▸ Work request: What is needed is a faithful copy of all the entries, with no pictures in it.

▸ Supplied material:
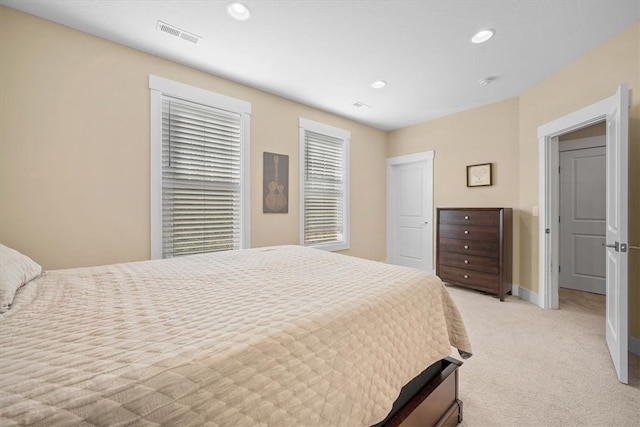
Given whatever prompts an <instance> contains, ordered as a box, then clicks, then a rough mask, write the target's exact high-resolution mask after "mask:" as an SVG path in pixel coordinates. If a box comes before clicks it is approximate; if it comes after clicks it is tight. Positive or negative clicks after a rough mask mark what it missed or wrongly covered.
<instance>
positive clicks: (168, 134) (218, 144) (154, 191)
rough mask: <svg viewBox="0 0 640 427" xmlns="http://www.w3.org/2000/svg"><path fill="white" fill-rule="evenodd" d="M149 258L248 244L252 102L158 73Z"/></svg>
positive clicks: (248, 238)
mask: <svg viewBox="0 0 640 427" xmlns="http://www.w3.org/2000/svg"><path fill="white" fill-rule="evenodd" d="M149 88H150V90H151V258H154V259H155V258H170V257H175V256H181V255H190V254H196V253H202V252H215V251H224V250H230V249H240V248H245V247H248V242H249V233H248V231H249V227H248V224H249V221H248V219H249V218H248V216H249V209H248V200H249V199H248V188H249V187H248V185H249V179H248V170H249V169H248V167H247V164H248V153H249V150H248V147H249V119H250V113H251V104H249V103H247V102H245V101H240V100H237V99H233V98H229V97H226V96H223V95H219V94H216V93H213V92H209V91H206V90H203V89H199V88H195V87H192V86H187V85H184V84H181V83H177V82H173V81H170V80H166V79H163V78H160V77H156V76H149Z"/></svg>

▸ Task response:
Given whatever prompts an <instance> contains, ordered as a box, then clicks, then a rough mask, write the target's exact high-resolution mask after "mask:" as an SVG path in pixel coordinates. If a box comes before clicks it is approximate; if it comes after clicks it is tight. Positive or negative clicks after a rough mask mark what it missed or wrongly covered.
<instance>
positive clicks: (168, 134) (218, 144) (154, 191)
rough mask: <svg viewBox="0 0 640 427" xmlns="http://www.w3.org/2000/svg"><path fill="white" fill-rule="evenodd" d="M149 258L248 244L252 102L158 73Z"/></svg>
positive clicks: (248, 238)
mask: <svg viewBox="0 0 640 427" xmlns="http://www.w3.org/2000/svg"><path fill="white" fill-rule="evenodd" d="M149 88H150V90H151V258H154V259H155V258H170V257H175V256H181V255H190V254H196V253H202V252H215V251H224V250H230V249H240V248H245V247H248V242H249V233H248V231H249V227H248V224H249V221H248V219H249V218H248V216H249V209H248V200H249V199H248V188H249V187H248V185H249V179H248V170H249V169H248V167H247V164H248V153H249V150H248V147H249V119H250V113H251V104H249V103H247V102H245V101H240V100H237V99H233V98H229V97H226V96H223V95H219V94H216V93H213V92H209V91H206V90H203V89H199V88H195V87H192V86H187V85H184V84H181V83H177V82H173V81H170V80H166V79H163V78H160V77H156V76H149Z"/></svg>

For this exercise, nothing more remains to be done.